__Stated problem__: Substitute "locate" for "identify" in the records, starting with the line that contains "Would it be possible for you to identify the dirt" and going on through the line that contains "143,92,157,138". Give back only those lines, with everything else left unchanged.

== == ==

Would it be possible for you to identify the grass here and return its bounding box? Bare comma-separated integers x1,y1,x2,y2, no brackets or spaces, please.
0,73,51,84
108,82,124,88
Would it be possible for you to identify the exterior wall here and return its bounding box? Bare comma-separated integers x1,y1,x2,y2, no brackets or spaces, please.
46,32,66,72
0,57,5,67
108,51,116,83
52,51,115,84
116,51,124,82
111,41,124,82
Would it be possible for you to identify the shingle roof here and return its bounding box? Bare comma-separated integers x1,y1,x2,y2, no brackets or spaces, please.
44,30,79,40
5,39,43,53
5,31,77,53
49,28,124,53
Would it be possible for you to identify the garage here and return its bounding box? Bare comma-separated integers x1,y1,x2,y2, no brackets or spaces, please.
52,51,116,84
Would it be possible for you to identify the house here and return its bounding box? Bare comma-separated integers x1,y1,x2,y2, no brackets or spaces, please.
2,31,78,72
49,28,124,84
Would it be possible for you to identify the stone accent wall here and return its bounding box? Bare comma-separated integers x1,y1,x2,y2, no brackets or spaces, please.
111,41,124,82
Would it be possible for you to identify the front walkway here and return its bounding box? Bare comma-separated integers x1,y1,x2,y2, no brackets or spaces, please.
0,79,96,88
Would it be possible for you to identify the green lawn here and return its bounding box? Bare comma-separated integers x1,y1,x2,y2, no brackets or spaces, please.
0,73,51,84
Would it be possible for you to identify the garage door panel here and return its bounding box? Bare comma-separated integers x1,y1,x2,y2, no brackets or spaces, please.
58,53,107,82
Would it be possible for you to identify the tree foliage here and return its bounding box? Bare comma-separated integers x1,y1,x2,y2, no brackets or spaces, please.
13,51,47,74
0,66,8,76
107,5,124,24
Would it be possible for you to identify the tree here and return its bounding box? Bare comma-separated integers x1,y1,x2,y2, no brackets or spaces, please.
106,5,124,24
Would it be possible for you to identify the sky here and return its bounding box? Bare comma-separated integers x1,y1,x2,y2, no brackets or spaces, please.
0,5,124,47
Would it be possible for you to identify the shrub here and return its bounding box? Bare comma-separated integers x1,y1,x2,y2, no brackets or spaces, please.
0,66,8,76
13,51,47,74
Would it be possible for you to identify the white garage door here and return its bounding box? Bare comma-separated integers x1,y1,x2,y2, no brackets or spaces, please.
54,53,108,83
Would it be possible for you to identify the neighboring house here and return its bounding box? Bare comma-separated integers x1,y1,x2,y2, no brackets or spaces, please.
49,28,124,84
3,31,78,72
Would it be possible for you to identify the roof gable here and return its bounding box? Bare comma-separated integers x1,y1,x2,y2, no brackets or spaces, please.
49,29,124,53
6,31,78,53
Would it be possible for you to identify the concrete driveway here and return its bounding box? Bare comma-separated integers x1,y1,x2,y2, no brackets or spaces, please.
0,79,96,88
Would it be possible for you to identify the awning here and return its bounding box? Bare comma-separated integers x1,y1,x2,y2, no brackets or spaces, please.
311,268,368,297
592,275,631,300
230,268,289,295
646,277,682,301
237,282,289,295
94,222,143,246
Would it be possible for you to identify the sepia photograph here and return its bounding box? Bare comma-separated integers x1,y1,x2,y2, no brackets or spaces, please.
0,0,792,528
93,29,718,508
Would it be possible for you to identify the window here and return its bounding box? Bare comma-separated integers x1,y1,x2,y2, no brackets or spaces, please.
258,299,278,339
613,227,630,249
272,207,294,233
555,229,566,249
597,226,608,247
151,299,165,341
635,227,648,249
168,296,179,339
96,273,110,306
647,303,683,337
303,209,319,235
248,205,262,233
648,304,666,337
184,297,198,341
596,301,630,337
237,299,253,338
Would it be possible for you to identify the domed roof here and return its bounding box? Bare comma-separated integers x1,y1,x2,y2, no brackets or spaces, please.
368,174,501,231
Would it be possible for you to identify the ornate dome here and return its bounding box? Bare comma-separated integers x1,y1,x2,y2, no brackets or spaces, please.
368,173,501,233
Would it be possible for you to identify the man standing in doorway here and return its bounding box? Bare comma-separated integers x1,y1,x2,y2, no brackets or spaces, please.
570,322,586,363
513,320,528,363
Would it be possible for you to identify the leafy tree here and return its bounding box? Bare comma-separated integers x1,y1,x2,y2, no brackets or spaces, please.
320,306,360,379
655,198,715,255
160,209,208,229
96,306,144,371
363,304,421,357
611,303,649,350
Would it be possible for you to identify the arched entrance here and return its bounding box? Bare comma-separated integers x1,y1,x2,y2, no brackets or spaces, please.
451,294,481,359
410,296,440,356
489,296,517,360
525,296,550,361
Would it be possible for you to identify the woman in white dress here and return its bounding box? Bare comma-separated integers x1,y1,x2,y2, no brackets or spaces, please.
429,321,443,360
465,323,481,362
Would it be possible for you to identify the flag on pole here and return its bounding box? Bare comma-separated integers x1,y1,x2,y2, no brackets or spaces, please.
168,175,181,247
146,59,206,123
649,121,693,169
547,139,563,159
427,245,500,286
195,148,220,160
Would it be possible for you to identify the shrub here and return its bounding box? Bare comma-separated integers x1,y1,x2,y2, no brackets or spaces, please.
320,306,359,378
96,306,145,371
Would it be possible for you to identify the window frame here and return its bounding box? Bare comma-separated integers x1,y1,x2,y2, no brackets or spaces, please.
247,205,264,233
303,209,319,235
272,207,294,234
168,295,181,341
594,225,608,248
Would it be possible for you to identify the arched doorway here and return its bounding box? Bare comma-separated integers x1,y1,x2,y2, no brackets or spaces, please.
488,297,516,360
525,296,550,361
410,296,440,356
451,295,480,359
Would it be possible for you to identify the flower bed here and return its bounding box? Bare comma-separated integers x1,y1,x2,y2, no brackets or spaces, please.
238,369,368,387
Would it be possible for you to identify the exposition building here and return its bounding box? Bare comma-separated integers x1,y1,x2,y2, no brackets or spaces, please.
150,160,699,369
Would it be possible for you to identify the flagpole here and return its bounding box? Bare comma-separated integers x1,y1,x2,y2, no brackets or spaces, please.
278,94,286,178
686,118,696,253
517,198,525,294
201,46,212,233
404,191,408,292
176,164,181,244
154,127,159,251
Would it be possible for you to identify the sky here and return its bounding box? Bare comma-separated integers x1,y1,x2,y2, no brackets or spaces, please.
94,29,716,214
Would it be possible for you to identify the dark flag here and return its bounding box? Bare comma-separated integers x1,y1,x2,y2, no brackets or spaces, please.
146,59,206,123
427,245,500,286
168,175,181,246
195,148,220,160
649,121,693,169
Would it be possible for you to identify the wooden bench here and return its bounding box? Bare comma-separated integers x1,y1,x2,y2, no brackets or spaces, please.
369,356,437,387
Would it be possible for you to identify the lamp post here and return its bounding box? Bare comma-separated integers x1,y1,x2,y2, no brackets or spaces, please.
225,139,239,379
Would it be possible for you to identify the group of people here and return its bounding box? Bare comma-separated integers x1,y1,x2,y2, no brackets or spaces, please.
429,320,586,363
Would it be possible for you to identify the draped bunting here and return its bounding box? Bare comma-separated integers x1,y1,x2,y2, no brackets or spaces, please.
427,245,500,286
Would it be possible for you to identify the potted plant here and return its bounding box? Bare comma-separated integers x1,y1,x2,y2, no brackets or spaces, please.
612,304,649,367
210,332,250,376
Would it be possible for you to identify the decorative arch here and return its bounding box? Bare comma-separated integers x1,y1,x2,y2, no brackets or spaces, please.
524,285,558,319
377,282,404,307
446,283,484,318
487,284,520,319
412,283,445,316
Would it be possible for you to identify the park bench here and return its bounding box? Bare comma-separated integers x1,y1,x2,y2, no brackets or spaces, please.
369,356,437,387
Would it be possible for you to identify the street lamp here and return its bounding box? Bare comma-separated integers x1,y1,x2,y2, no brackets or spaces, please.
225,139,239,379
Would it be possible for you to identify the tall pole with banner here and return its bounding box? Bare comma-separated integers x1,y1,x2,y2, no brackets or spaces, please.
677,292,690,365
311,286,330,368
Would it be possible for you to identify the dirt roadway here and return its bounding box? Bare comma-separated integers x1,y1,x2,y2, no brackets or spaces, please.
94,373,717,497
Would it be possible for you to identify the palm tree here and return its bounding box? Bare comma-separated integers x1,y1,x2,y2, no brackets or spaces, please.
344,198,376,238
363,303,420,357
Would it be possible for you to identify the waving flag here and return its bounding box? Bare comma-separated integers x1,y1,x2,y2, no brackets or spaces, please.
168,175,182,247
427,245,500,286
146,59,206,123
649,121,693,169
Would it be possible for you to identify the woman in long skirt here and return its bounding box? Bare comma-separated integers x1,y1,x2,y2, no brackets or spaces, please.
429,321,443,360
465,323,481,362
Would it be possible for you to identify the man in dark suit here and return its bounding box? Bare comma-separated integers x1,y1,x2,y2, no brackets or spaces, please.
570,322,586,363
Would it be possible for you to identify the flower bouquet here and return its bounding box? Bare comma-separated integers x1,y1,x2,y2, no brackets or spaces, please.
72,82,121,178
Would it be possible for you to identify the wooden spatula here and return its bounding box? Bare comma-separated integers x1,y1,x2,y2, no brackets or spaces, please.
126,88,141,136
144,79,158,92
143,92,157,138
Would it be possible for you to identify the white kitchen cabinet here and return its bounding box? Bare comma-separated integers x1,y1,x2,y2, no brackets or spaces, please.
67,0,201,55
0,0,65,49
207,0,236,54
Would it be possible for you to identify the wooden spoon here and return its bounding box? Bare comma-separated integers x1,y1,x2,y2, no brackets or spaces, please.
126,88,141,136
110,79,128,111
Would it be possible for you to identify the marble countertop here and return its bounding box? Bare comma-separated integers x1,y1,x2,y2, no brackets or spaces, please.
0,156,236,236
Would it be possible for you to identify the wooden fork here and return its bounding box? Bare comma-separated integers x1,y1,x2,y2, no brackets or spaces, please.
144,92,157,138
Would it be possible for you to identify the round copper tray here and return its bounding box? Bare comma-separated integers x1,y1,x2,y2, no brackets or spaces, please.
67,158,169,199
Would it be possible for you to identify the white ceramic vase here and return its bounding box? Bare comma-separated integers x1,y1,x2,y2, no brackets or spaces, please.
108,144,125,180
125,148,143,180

== == ==

__Exercise answer__:
Would it be possible for you to locate the dirt roadway here and return its bounding box? Bare comma-separated integers x1,y1,x2,y2, no brackets or spaces, please.
94,373,717,497
Would it be possible for you to locate the palm tree here and return its bounding box? Bare comma-separated integers x1,y1,x2,y2, no brackets or spaces, please.
344,198,376,238
363,303,420,357
Would it be possible for you to locate the waving flag here and return its bounding box? Bare comma-separated integers x1,y1,x2,y2, no brackets or spaces, please.
168,175,182,247
427,245,500,286
146,59,206,123
649,121,693,169
Would it be possible for you to locate the woman in long skirt here and return its bounding box? Bare comma-separated integers x1,y1,x2,y2, no brackets or spaces, please.
429,321,443,360
465,323,481,362
Would it be possible for you to locate the man in dark suit here and return its bounding box? Bare comma-separated integers x1,y1,x2,y2, no brackets or spaces, please.
570,322,586,363
Would it be possible for you to locate the flower bouquet here and return its bounding box? Bare comma-separated integers x1,y1,x2,y2, no brackets or spaces, please.
72,82,121,178
Would it be possible for you to locate the wooden spatula here and return its bounding box? Bare comma-separated integers x1,y1,x2,y2, no brackets or spaces, please.
126,88,141,136
144,79,158,92
143,92,157,138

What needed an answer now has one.